Exercise -> Without including any pictures, return the records below exactly as written.

Referring expression pointing data:
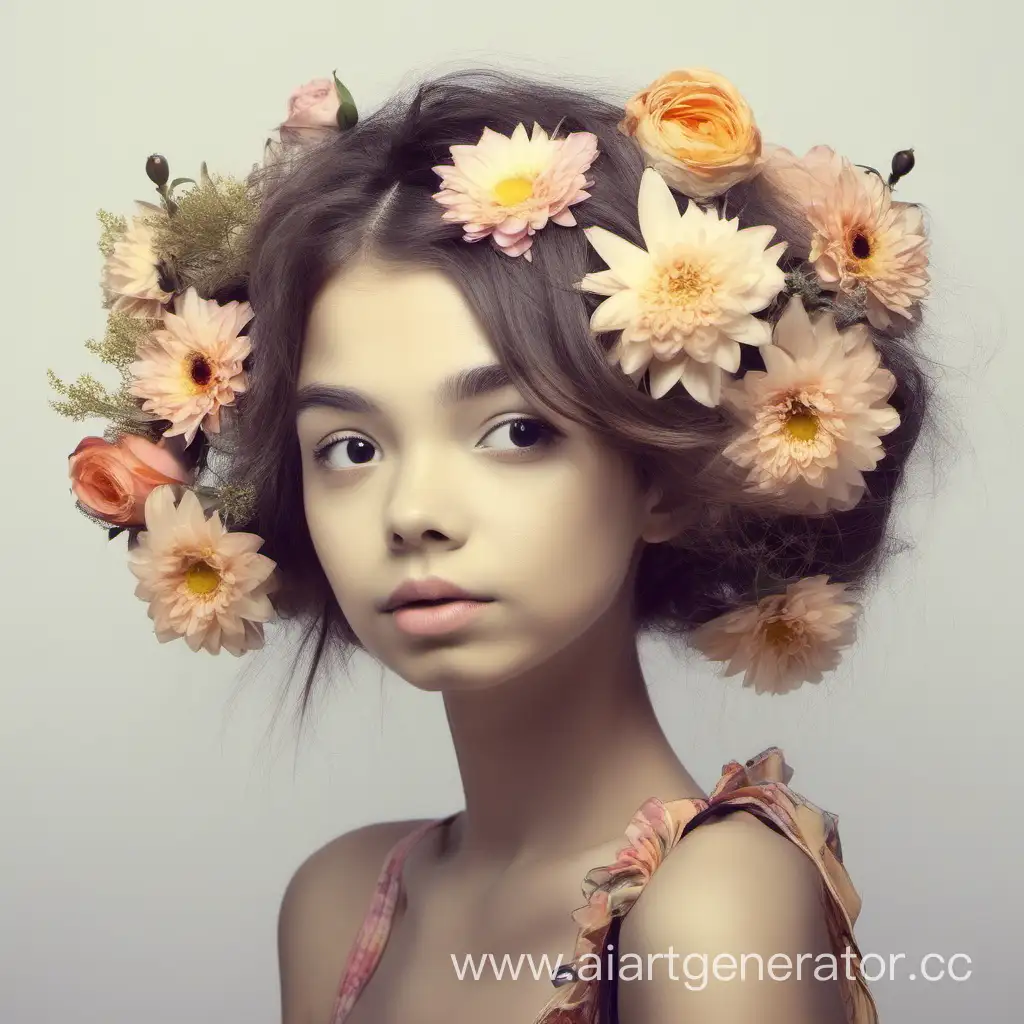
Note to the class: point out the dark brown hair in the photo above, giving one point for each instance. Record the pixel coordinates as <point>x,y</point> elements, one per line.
<point>368,192</point>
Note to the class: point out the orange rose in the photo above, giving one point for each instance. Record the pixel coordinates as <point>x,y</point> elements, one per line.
<point>113,481</point>
<point>695,130</point>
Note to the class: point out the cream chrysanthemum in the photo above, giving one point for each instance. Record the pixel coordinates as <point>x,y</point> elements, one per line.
<point>509,187</point>
<point>860,241</point>
<point>685,303</point>
<point>192,367</point>
<point>203,583</point>
<point>783,640</point>
<point>130,278</point>
<point>813,418</point>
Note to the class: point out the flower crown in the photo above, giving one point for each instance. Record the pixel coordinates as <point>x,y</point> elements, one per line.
<point>807,426</point>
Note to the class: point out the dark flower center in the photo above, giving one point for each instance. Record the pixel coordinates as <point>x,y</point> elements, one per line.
<point>860,247</point>
<point>200,370</point>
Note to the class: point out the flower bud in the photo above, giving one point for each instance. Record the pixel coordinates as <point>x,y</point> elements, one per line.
<point>901,166</point>
<point>157,170</point>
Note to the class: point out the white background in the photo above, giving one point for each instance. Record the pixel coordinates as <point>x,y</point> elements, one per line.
<point>152,811</point>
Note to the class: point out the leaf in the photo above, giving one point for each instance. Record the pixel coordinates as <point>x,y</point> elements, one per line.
<point>175,183</point>
<point>347,116</point>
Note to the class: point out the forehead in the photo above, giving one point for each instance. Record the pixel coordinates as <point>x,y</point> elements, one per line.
<point>389,329</point>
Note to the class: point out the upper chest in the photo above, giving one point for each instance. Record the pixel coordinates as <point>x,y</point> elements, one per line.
<point>459,953</point>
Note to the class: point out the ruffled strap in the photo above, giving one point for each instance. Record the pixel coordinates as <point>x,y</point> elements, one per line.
<point>761,786</point>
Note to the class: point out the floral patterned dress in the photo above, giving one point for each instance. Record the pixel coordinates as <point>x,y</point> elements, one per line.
<point>758,786</point>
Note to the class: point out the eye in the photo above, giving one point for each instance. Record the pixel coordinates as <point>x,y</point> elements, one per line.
<point>527,433</point>
<point>337,446</point>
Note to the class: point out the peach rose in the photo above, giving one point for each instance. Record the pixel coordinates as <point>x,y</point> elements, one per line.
<point>696,130</point>
<point>312,112</point>
<point>113,481</point>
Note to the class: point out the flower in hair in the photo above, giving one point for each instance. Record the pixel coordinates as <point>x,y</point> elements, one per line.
<point>860,240</point>
<point>130,278</point>
<point>813,418</point>
<point>686,303</point>
<point>203,583</point>
<point>192,368</point>
<point>694,128</point>
<point>508,187</point>
<point>112,481</point>
<point>783,640</point>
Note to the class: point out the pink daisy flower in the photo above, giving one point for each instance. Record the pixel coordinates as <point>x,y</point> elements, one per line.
<point>783,640</point>
<point>860,239</point>
<point>203,583</point>
<point>508,187</point>
<point>192,368</point>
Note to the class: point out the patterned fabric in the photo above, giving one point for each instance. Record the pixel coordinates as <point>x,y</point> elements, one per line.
<point>760,786</point>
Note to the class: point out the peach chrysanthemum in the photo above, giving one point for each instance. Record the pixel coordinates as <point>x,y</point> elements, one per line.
<point>130,278</point>
<point>860,239</point>
<point>203,583</point>
<point>192,367</point>
<point>686,303</point>
<point>509,187</point>
<point>783,640</point>
<point>813,418</point>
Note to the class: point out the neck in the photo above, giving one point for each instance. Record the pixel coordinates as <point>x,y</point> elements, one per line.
<point>559,759</point>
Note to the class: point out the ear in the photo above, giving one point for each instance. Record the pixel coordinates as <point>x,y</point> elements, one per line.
<point>662,521</point>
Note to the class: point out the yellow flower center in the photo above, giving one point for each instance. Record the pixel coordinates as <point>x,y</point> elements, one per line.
<point>199,371</point>
<point>779,633</point>
<point>802,424</point>
<point>202,579</point>
<point>679,283</point>
<point>510,192</point>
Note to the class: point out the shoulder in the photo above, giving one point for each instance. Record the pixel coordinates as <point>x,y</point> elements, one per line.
<point>731,895</point>
<point>321,913</point>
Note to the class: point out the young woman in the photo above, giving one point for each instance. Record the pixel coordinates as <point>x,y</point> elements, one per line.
<point>529,376</point>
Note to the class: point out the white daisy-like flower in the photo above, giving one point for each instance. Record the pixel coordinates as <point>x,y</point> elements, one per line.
<point>508,187</point>
<point>686,303</point>
<point>783,640</point>
<point>203,583</point>
<point>130,278</point>
<point>815,415</point>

Reply to the task ->
Note to the class: point out the dark brown hair in the photo above, giving one point for each instance. Record the pixel coordinates as <point>x,y</point> elements, one per line.
<point>368,192</point>
Note to the class: point out the orange rose in the photo above, giving one point for each instance. Record the pixel coordinates as <point>x,y</point> elements, one per line.
<point>113,481</point>
<point>695,130</point>
Note to the class: point out the cream chrysanthemum in the photo above, giving one point for each instance. Record the pixel coordinates as <point>x,y</point> elements, one per line.
<point>509,187</point>
<point>860,241</point>
<point>685,303</point>
<point>192,367</point>
<point>203,583</point>
<point>783,640</point>
<point>130,278</point>
<point>813,418</point>
Note to the class: point out the flower crown in the photo above, giving one point for each instance. Record the pixel coordinates as <point>x,y</point> elements, one per line.
<point>807,426</point>
Note to the class: point out the dark flower center in the photo above, giving one point for each instance. Record the pixel coordinates as <point>x,y</point> elements, one per line.
<point>860,247</point>
<point>200,370</point>
Note to the class: point out the flower bud in the photo above, giving one point for each instance. Record the pixel coordinates as <point>x,y</point> elements, one per line.
<point>901,166</point>
<point>157,170</point>
Note to the class: point out the white background in the photo above, giving one point for each instance. Record the pixel coordinates as <point>x,y</point> elements, one per line.
<point>152,811</point>
Note to the class: point out the leaf in the photo above, giving one point for each instance. Record the pixel coordinates as <point>x,y</point> elements, one per line.
<point>175,183</point>
<point>347,116</point>
Note to the class: point out the forehead in the photo above, giving one point for each instance. Record the pixel coordinates as <point>x,y</point> elements, one per line.
<point>389,329</point>
Note to the class: point out the upper chest in the photo above, giving one point for each instance. Record the pixel coordinates as <point>x,y</point> elements, one per line.
<point>459,953</point>
Note to the class: point out the ruffled strap in the photo above, giving one point for each instance. Record the pixel coordinates as <point>x,y</point> elements, one per line.
<point>761,786</point>
Note to the class: point out the floral patterned dress in the photo above, giving one point for each instance. Record the pixel coordinates as <point>x,y</point> elements, one per line.
<point>758,786</point>
Note to the class: point out the eye in the photo above, giving one point for each instance. Record the pixel coordinates as <point>x,y</point> elements, one per line.
<point>527,433</point>
<point>337,446</point>
Note to the class: point out the peach rose in the photo above, giving one point for each instance. Record the pixel coordinates as <point>x,y</point> elements, one per line.
<point>696,130</point>
<point>312,112</point>
<point>113,481</point>
Note to the class: point out the flower in hair in the photo above, giving one point for each instance. Record the pixel coordinates as <point>x,y</point> elements, one per line.
<point>860,240</point>
<point>130,278</point>
<point>813,418</point>
<point>686,303</point>
<point>203,583</point>
<point>192,368</point>
<point>694,128</point>
<point>508,187</point>
<point>112,481</point>
<point>783,640</point>
Note to the class: point out the pink daisy flower in the photo above, giving one point for each instance. Record the pixel coordinates as <point>x,y</point> elements, one per line.
<point>783,640</point>
<point>860,239</point>
<point>203,583</point>
<point>508,187</point>
<point>192,368</point>
Note to the class: point out the patterned fabric in the photo above, giving one point for each instance. Record the pixel coordinates as <point>x,y</point> elements, one per line.
<point>760,786</point>
Note to the class: point out the peach chrysanthemum in the photo above, giving one point for each instance. Record the pixel coordinates as <point>x,y</point> elements, one per line.
<point>130,278</point>
<point>860,239</point>
<point>203,583</point>
<point>192,367</point>
<point>686,303</point>
<point>509,187</point>
<point>783,640</point>
<point>813,418</point>
Note to the class: point out the neck in the photo above, giving one point for each instance. Record the pixel coordinates as <point>x,y</point> elements, one per line.
<point>559,759</point>
Note to the class: point out the ear in the photo above, giving one point for each instance. Record the pixel coordinates as <point>x,y</point> elements, one per line.
<point>662,521</point>
Note to the class: point out the yellow flower center in the photo above, giving one point for each instance. Record the pixel coordinates as <point>x,y</point> elements, one per line.
<point>199,371</point>
<point>779,633</point>
<point>802,424</point>
<point>202,579</point>
<point>679,283</point>
<point>510,192</point>
Note to the class: point out the shoulder in the photo above, giving one point for each instance. Record the pixel coordinates as <point>x,y</point> elements, one per line.
<point>731,895</point>
<point>321,913</point>
Note to the class: point out the young woman in the photo above, giving one point for each instance. Record the pixel coordinates as <point>x,y</point> elements, one per line.
<point>529,376</point>
Note to the class: point out the white daisy-like flower in the photo above, giving one point for each instance. Record the pixel coordinates as <point>x,y</point> elements, one per line.
<point>508,187</point>
<point>686,303</point>
<point>783,640</point>
<point>203,583</point>
<point>130,278</point>
<point>815,415</point>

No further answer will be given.